What you should do:
Reproduce each of the following rows verbatim, without altering any character.

......

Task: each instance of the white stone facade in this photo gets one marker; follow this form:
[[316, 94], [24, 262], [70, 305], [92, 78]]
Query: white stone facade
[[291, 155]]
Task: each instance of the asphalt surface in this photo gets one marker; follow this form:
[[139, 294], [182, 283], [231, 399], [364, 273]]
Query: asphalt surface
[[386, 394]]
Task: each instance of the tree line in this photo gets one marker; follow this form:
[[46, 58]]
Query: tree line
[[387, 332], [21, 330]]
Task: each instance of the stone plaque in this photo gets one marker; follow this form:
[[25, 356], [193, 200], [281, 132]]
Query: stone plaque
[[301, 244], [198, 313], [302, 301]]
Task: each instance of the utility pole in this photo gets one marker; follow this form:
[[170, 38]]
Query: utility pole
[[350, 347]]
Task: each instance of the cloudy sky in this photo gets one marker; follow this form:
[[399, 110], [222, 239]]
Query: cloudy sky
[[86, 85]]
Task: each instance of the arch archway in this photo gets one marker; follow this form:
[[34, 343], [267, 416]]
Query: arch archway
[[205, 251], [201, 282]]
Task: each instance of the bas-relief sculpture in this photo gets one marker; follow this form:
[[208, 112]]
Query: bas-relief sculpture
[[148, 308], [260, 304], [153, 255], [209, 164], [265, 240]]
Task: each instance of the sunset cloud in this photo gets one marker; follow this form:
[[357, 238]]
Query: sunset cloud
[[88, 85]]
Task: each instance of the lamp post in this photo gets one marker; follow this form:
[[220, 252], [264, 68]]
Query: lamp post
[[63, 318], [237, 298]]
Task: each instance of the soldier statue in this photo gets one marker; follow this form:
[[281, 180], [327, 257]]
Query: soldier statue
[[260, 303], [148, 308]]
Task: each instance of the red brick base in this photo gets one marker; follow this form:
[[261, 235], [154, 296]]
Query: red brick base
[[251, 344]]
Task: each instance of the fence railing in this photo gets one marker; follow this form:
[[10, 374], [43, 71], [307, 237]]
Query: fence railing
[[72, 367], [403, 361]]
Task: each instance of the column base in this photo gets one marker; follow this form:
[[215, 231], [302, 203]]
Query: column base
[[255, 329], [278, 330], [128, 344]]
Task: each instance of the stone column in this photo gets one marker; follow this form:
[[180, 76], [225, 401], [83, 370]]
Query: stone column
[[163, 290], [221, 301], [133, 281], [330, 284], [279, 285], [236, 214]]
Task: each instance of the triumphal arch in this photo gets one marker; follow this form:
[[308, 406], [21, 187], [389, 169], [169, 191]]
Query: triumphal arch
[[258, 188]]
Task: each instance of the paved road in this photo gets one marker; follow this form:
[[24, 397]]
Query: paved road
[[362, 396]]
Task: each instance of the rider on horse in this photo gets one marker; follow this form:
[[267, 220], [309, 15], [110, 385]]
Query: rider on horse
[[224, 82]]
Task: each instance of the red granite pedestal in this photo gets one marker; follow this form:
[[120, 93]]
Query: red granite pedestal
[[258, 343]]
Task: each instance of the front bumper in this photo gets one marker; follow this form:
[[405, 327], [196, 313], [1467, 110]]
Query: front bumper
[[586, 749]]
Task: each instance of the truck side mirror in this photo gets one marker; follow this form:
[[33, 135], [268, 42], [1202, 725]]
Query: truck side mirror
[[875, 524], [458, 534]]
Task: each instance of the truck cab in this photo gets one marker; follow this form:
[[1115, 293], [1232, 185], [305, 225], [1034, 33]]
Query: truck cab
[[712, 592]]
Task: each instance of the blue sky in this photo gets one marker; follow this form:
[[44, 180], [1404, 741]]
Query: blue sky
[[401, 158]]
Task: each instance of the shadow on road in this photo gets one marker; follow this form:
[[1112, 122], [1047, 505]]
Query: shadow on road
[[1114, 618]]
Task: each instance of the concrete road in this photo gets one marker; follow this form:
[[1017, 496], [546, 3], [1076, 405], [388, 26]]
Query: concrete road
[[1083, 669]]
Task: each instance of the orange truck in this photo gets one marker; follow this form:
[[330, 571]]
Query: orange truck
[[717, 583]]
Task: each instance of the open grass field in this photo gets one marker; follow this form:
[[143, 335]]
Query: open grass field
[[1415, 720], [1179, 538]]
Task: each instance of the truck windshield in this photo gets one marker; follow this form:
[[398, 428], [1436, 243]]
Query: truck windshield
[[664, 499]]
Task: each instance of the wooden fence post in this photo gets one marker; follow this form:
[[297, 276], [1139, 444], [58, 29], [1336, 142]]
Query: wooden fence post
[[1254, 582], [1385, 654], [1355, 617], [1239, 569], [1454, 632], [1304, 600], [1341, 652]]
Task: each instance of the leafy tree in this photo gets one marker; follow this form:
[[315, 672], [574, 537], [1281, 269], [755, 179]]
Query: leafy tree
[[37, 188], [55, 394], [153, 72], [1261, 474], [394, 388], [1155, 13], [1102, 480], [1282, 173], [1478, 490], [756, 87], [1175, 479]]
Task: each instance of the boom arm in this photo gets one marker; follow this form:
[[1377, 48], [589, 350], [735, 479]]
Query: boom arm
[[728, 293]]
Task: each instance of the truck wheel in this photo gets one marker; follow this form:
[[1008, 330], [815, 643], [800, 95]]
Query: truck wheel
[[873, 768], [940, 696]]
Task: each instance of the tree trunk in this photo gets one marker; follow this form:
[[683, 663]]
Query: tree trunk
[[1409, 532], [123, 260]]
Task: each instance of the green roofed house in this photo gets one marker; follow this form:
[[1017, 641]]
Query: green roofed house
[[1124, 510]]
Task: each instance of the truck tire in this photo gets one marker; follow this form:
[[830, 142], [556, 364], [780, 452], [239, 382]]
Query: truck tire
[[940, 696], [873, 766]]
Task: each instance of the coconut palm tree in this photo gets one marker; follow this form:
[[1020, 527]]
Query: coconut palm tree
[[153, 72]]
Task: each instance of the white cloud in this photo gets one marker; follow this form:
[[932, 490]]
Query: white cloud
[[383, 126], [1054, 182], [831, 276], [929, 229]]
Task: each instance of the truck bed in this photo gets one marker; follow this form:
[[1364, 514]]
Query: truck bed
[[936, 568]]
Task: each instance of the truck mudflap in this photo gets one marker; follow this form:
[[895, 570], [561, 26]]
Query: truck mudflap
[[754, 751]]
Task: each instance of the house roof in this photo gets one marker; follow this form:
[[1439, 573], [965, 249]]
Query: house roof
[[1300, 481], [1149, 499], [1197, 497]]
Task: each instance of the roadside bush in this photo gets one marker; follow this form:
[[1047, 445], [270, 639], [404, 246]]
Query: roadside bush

......

Correct answer:
Task: each instance of the white stone facade in this photo gets one marker; follow this form:
[[316, 94], [24, 262], [70, 305], [92, 78]]
Query: white stone facade
[[291, 155]]
Task: each instance of the asphalt surface in this photo gets one marker; follow this form:
[[139, 294], [182, 283], [231, 399], [364, 273]]
Query: asphalt surface
[[386, 394]]
Task: each instance of the tree line in this photo gets one marker; follow this form:
[[46, 58]]
Query: tree line
[[387, 332], [21, 330]]
Task: each instance of the stone plaque in this photo gets one marker; follow this form:
[[25, 356], [193, 200], [281, 132]]
Query: stone plaque
[[301, 244], [198, 313], [302, 301]]
Task: each instance of the utility pole in this photo gets one marker; follow this form:
[[170, 38]]
Query: utility pole
[[350, 347]]
Task: each instance of the cloudy sky in this photo gets one marker; follow this form:
[[399, 110], [222, 239]]
Query: cloudy sky
[[86, 85]]
Task: each instance of the arch archway in this photo gets one marker; follow this form:
[[34, 343], [267, 416]]
Query: arch archway
[[205, 251], [201, 282]]
Task: each instance of the bas-relief sculpture in this photo gets one marker; follow this form:
[[208, 112]]
Query: bas-relief sculpture
[[148, 308], [260, 304], [153, 255], [209, 164], [265, 240]]
Task: each instance of the sunset cloud in this photo gets one marker; follow this form:
[[357, 238]]
Query: sunset cloud
[[88, 85]]
Task: each instance of the lamp post in this photo gets one marker; follow this form:
[[220, 252], [264, 68]]
Query: lamp post
[[63, 318], [237, 298]]
Task: each instance of the soldier statue in this photo gets one marker; follow this form:
[[281, 180], [327, 257]]
Query: soldier statue
[[260, 303], [148, 308]]
Task: each instance of the red brick base in this photo gets one marker; follow this form:
[[261, 235], [154, 296]]
Query: red brick base
[[251, 344]]
Task: each instance of the fence railing in this photo gets one marker; follow this form:
[[10, 374], [43, 71], [307, 237]]
Query: fence railing
[[72, 367], [403, 361]]
Task: each instance of the column base in this photo gets one marker; follow this form:
[[215, 231], [302, 203]]
Query: column base
[[255, 329], [278, 330], [128, 344]]
Task: each instance of the stone column in this photo gets one marker; follow this form:
[[180, 76], [225, 401], [83, 370]]
Query: stone column
[[163, 290], [221, 301], [133, 281], [330, 284], [279, 285], [236, 214]]
Task: each instance of the triumphal arch in this photo gets one marker; follow this form:
[[308, 406], [21, 187], [389, 169], [169, 191]]
Query: triumphal arch
[[258, 188]]
Task: each instance of the paved road in this photo gets one marker; follow this form:
[[24, 397]]
Query: paved road
[[362, 396]]
Task: each instance of the rider on horse in this photo gets one marker; follow this form:
[[267, 220], [309, 15], [110, 385]]
Query: rider on horse
[[224, 82]]
Task: each instance of the red granite pedestal in this photo gets one marker; follow this form:
[[120, 93]]
Query: red granite pedestal
[[258, 343]]
Task: each instance of the front bumper in this photo gets one marker; follow this form:
[[405, 327], [196, 313], [1467, 110]]
Query: front bumper
[[586, 749]]
Task: each instance of the truck side mirror in this photo gets one marker; follow this form:
[[33, 135], [268, 42], [1202, 725]]
Query: truck side mirror
[[875, 524], [458, 534]]
Task: each instance of the truck cab in this photo gets one marker; follow this form:
[[1115, 293], [1232, 185], [305, 225], [1034, 33]]
Query: truck cab
[[712, 592]]
Task: each instance of the blue sky in this photo gets one marker; follow this form:
[[44, 180], [1404, 741]]
Query: blue sky
[[401, 158]]
Task: each instance of the shadow on road in this photo gets one marker; follow this form:
[[1112, 122], [1047, 505]]
Query: shadow on road
[[1114, 618]]
Task: each instance of the concrete road in this photo gets one marker; follow this form:
[[1017, 496], [546, 3], [1076, 405], [388, 26]]
Query: concrete road
[[1083, 669]]
Task: each instance of the orange truck in this photo gets one marker; follow this form:
[[330, 571]]
Query: orange truck
[[717, 583]]
Task: each instance of the open grass field in this photo gets one marker; follow this form:
[[143, 335]]
Query: open grass field
[[1415, 720], [1179, 538]]
Task: each instance of the truck windshield in this photo gets one marker; follow this form:
[[398, 428], [1436, 243]]
Query: truck windshield
[[664, 499]]
Task: each instance of the wooden fence post in this photo gets one marker; follow this form:
[[297, 276], [1139, 444], [58, 29], [1336, 142]]
Query: wooden fence post
[[1254, 582], [1385, 654], [1355, 617], [1239, 569], [1454, 632], [1304, 600], [1341, 652]]
Task: each instance of the leafy tree in this photo gets one marker; follow this form:
[[315, 672], [574, 537], [1281, 269], [755, 179]]
Query: leafy tree
[[37, 188], [55, 394], [153, 72], [1261, 474], [394, 388], [1155, 13], [1102, 480], [1282, 173], [1478, 490], [756, 87], [1175, 479]]
Task: each instance of the boom arm in this photo gets one marker; follow this form:
[[1377, 48], [589, 350], [735, 479]]
Query: boom arm
[[728, 293]]
Task: each instance of the truck wheel in this photo gets one marker; follow this form:
[[1008, 330], [815, 643], [800, 95]]
Query: truck wheel
[[873, 768], [940, 696]]
Task: each instance of the tree trunk in this photo gets one marker; follow this form:
[[683, 663]]
Query: tree trunk
[[1409, 532], [123, 260]]
Task: each instance of the green roofed house in this photo gets one marker; follow this form:
[[1017, 641]]
Query: green roofed house
[[1124, 510]]
Task: each instance of the truck tire in this photo gets one marker; follow this form:
[[830, 142], [556, 364], [780, 452], [239, 382]]
Query: truck tire
[[940, 696], [873, 766]]
Task: each instance of the coconut palm tree in this photo gets one marker; follow this form:
[[1020, 527]]
Query: coconut palm tree
[[153, 72]]
Task: each instance of the white cloud in this photo gets one marker; follow this form:
[[932, 490]]
Query: white cloud
[[383, 126], [1054, 182], [831, 276], [929, 229]]
Task: each instance of the truck bed in this photo gets one marker; follow this form:
[[1364, 514]]
Query: truck bed
[[936, 568]]
Task: each instance of the truck mudflap in this photo gets one marker; follow this form:
[[895, 570], [561, 26]]
Query: truck mudflap
[[754, 751]]
Task: each instance of the house roof in this photo gets one marker; follow this form:
[[1439, 573], [965, 249]]
Query: house roof
[[1300, 481], [1149, 499], [1197, 497]]
Task: each instance of the roadside bush in this photo gets one marker; follow this form:
[[1047, 445], [270, 639], [404, 246]]
Query: roadside bush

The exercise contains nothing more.